- [Problem description]:
In the material below, find the line with "Where can the woman's braided"; set down that line and every line after it to the end, exactly, without pictures.

- [Extracted data]:

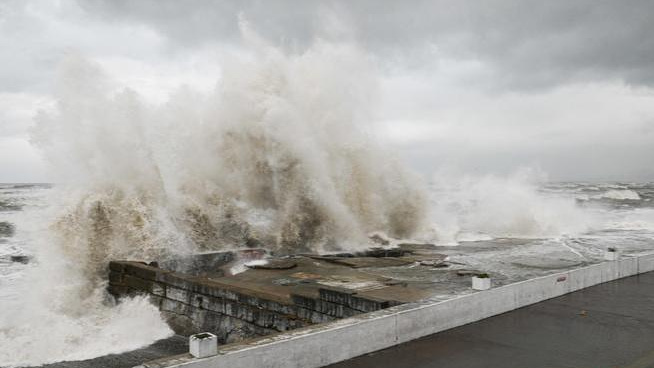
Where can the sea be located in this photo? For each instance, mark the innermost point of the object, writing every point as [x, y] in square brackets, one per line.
[573, 215]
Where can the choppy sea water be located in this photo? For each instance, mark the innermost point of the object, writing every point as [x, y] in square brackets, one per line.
[578, 218]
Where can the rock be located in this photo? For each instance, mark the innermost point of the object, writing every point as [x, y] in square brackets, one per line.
[20, 259]
[273, 264]
[438, 263]
[6, 229]
[361, 262]
[379, 239]
[468, 273]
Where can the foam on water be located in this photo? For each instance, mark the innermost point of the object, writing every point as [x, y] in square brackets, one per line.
[279, 156]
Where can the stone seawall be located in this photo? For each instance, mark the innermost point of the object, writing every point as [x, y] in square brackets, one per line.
[233, 312]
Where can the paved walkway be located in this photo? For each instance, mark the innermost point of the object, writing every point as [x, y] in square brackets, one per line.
[608, 325]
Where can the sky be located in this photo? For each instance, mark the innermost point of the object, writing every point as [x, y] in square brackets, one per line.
[475, 87]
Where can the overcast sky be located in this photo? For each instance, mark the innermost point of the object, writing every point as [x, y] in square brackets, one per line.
[472, 86]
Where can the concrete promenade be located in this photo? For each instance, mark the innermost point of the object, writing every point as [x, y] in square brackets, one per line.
[608, 325]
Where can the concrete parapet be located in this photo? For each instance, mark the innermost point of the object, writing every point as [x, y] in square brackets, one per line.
[320, 345]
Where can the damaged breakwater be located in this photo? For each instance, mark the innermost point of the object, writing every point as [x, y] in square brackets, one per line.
[202, 292]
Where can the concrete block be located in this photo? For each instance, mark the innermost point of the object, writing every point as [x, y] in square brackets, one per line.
[180, 295]
[627, 267]
[585, 277]
[203, 345]
[612, 254]
[539, 289]
[646, 263]
[481, 283]
[610, 271]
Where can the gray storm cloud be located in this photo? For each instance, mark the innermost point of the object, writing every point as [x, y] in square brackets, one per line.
[483, 86]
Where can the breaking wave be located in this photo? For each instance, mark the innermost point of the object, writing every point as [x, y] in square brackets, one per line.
[619, 194]
[281, 155]
[483, 208]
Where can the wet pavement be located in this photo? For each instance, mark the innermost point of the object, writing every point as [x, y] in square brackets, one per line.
[608, 325]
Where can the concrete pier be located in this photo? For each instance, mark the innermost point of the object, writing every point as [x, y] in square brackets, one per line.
[324, 344]
[608, 325]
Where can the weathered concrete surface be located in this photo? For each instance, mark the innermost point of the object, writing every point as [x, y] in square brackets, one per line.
[325, 344]
[161, 348]
[201, 293]
[608, 325]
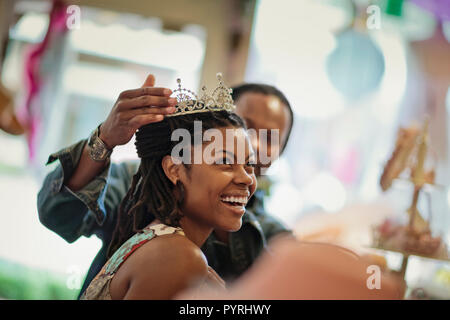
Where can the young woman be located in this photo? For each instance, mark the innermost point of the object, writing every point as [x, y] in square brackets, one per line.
[172, 207]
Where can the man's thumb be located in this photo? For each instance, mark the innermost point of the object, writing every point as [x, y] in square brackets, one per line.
[150, 81]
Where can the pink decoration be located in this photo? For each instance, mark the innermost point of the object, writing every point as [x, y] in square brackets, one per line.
[30, 114]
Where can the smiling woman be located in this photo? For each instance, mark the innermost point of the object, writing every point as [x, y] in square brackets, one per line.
[176, 205]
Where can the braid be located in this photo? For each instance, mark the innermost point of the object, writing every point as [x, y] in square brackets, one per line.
[152, 194]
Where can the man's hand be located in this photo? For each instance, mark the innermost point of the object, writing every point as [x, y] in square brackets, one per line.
[135, 108]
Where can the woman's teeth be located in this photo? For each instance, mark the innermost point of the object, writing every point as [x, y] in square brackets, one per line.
[237, 200]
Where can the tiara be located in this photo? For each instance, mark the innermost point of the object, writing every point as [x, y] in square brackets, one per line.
[188, 102]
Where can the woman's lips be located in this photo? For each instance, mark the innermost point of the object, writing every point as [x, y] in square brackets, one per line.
[238, 209]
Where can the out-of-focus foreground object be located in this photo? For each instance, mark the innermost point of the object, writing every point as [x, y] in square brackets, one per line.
[295, 270]
[8, 120]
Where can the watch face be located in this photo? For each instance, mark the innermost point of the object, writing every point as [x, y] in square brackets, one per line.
[98, 150]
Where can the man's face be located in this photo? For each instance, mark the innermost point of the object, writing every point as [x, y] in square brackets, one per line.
[261, 111]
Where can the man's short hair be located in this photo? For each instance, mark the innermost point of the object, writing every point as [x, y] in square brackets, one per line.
[267, 90]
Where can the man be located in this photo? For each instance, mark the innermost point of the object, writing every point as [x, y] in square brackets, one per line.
[82, 195]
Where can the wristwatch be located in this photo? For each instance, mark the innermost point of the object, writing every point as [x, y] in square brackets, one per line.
[97, 148]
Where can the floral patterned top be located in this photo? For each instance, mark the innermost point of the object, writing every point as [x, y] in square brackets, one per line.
[98, 289]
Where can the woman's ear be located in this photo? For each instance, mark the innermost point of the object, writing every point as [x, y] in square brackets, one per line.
[171, 169]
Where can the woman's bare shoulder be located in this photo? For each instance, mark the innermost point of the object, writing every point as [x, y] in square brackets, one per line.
[164, 266]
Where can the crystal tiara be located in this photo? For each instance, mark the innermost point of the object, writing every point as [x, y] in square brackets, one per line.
[188, 102]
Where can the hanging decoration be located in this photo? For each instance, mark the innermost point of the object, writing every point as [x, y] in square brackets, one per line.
[30, 115]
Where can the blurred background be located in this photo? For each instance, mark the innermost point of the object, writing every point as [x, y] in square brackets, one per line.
[354, 72]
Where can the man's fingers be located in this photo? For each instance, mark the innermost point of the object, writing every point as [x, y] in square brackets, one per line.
[145, 91]
[146, 101]
[147, 110]
[143, 119]
[149, 81]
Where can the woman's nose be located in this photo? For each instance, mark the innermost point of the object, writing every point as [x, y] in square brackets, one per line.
[243, 177]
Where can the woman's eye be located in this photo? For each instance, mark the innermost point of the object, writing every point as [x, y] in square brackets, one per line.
[226, 161]
[251, 165]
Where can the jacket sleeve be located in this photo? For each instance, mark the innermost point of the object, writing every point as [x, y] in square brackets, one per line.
[90, 210]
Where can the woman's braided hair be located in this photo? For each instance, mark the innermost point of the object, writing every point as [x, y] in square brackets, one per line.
[152, 195]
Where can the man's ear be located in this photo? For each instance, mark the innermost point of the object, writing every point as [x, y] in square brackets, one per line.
[171, 169]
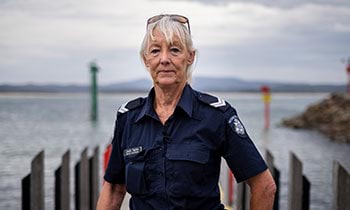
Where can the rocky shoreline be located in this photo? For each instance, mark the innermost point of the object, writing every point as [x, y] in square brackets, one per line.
[330, 116]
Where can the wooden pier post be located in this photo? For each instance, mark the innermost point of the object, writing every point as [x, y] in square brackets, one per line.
[37, 183]
[276, 176]
[341, 187]
[26, 193]
[94, 178]
[295, 183]
[62, 184]
[82, 182]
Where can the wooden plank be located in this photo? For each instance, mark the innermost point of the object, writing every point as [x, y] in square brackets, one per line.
[26, 193]
[94, 178]
[341, 187]
[84, 180]
[270, 162]
[37, 183]
[306, 194]
[65, 181]
[295, 183]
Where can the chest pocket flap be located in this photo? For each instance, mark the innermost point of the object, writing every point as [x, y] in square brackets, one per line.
[190, 153]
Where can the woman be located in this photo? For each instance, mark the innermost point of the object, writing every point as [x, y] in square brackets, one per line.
[167, 147]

- [Task output]:
Where can the woman's braided hair be located in this photo? For each instance, mark the innermost point of the object, writing every point as [x, y] in square brackets, one per line.
[152, 195]
Where can the man's ear be located in this photo? For each instance, mark the innermost point of the object, writing every point as [x, y] in square brackets, one per line.
[171, 169]
Where can the rocky shoreline be located in this photo? For each instance, mark the innermost point of the object, writing every point as [x, y] in square brackets, one per line.
[330, 116]
Where can the wooden pier post be located in this photo? For each instance, mark the innermost point of the object, writing every point as [x, y] in square brackets, one per line.
[37, 183]
[276, 176]
[341, 187]
[26, 193]
[94, 178]
[295, 183]
[62, 184]
[82, 182]
Where can the wooden plank be located in this photo? For each instance, mark the innermost point of the object, writing every point as [x, y] in square brackets, one per line.
[26, 193]
[94, 178]
[341, 187]
[84, 180]
[270, 162]
[37, 183]
[306, 194]
[65, 181]
[295, 183]
Where can the chest pocket flap be located in this photo? For each instance, mark the innermost point of the object, writing every point as [x, y] in square brackets, one per line.
[190, 153]
Where can the woman be located in this photo? For each instance, mark the innermost point of the object, writing every point as [x, y] in square brackets, one per line.
[167, 147]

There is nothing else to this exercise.